▶ YOUR OBJECTIVE
Please duplicate the part of the Wrong Side Up film text that opens with the words containing "Wrong Side Up (Příběhy" and closes with "International Film Festival.".

▶ TEXT PASSAGE
---

- Directed by: Petr Zelenka
- Written by: Petr Zelenka
- Starring: Ivan Trojan Zuzana Šulajová Miroslav Krobot Nina Divíšková Jiří Bartoška
- Release date: 24 February 2005;
- Running time: 100 minutes
- Country: Czech Republic
- Language: Czech

= Wrong Side Up =

2005 Czech comedy-drama film

Wrong Side Up (Příběhy obyčejného šílenství) is a 2005 Czech comedy-drama film written and directed by Petr Zelenka. It is an adaptation of Zelenka's play Tales of Common Insanity. It is a tale of people showing their internal loneliness by their choices in life. It was entered into the 27th Moscow International Film Festival.

---

▶ GIVEN ENTRIES
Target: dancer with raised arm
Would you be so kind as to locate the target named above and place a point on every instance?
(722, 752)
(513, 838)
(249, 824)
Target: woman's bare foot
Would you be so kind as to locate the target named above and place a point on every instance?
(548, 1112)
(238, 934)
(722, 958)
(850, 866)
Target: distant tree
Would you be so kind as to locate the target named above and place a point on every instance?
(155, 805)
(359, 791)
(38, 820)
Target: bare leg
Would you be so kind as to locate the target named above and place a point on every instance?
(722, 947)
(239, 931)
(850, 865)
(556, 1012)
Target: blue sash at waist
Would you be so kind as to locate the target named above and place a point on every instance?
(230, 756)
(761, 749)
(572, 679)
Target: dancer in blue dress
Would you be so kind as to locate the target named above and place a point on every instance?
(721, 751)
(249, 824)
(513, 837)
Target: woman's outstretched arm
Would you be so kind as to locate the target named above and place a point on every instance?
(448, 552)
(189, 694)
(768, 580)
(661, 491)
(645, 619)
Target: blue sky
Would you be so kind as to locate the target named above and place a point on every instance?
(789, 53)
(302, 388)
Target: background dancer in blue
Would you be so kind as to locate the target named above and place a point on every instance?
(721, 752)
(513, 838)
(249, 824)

---

▶ RESPONSE FOR THIS EXERCISE
Wrong Side Up (Příběhy obyčejného šílenství) is a 2005 Czech comedy-drama film written and directed by Petr Zelenka. It is an adaptation of Zelenka's play Tales of Common Insanity. It is a tale of people showing their internal loneliness by their choices in life. It was entered into the 27th Moscow International Film Festival.